== WORK TO BE COMPLETED ==
Select every line of the listing below that contains the string "tree", treating uppercase and lowercase letters as different.

** Start of RECORDS TO USE **

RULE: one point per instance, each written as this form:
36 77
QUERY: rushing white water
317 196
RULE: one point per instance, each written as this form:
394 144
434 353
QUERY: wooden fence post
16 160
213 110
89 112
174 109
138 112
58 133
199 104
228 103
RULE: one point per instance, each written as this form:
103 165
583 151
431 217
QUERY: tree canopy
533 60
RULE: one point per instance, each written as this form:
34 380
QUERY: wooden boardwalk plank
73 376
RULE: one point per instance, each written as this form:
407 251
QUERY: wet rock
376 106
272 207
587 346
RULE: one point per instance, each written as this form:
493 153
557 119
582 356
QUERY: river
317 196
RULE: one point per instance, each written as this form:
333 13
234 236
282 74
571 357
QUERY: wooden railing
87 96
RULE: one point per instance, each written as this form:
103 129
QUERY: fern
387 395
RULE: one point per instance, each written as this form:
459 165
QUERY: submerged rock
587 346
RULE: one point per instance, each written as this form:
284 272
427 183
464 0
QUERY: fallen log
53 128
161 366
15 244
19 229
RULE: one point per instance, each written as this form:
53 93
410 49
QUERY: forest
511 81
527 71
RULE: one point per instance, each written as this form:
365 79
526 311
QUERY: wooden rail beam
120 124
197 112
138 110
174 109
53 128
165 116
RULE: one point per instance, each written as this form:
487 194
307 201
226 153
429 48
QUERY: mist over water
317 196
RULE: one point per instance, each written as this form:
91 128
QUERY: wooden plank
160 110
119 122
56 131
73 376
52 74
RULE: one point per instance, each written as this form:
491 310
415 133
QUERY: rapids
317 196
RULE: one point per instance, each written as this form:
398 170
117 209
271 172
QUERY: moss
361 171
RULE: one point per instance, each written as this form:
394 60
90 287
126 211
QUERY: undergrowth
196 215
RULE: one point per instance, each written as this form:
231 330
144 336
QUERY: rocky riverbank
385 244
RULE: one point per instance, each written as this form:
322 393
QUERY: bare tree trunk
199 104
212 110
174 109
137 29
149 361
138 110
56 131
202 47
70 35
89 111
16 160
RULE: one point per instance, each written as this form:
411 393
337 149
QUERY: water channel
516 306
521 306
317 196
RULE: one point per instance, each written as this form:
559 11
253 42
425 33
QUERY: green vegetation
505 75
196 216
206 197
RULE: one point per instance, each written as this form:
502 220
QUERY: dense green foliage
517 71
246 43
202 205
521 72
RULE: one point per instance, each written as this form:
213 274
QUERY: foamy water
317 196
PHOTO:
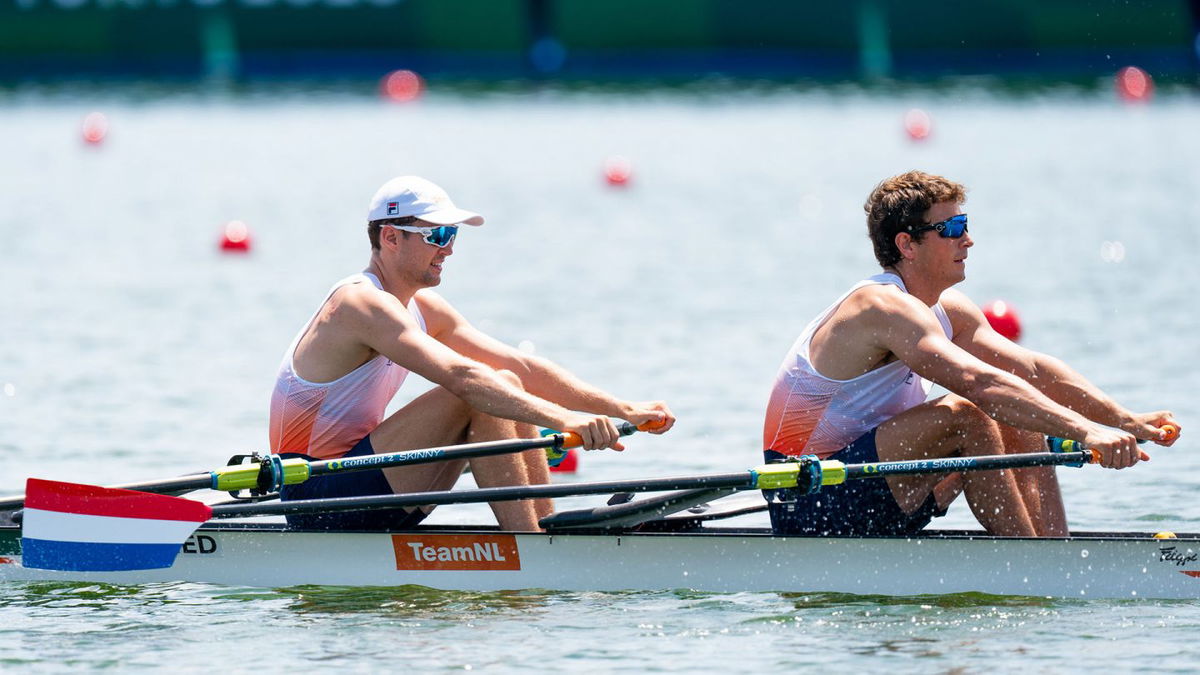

** End of RECORDS TO USE **

== RESULT FOR THIS TASK ==
QUERY: tree canopy
QUERY: bare tree trunk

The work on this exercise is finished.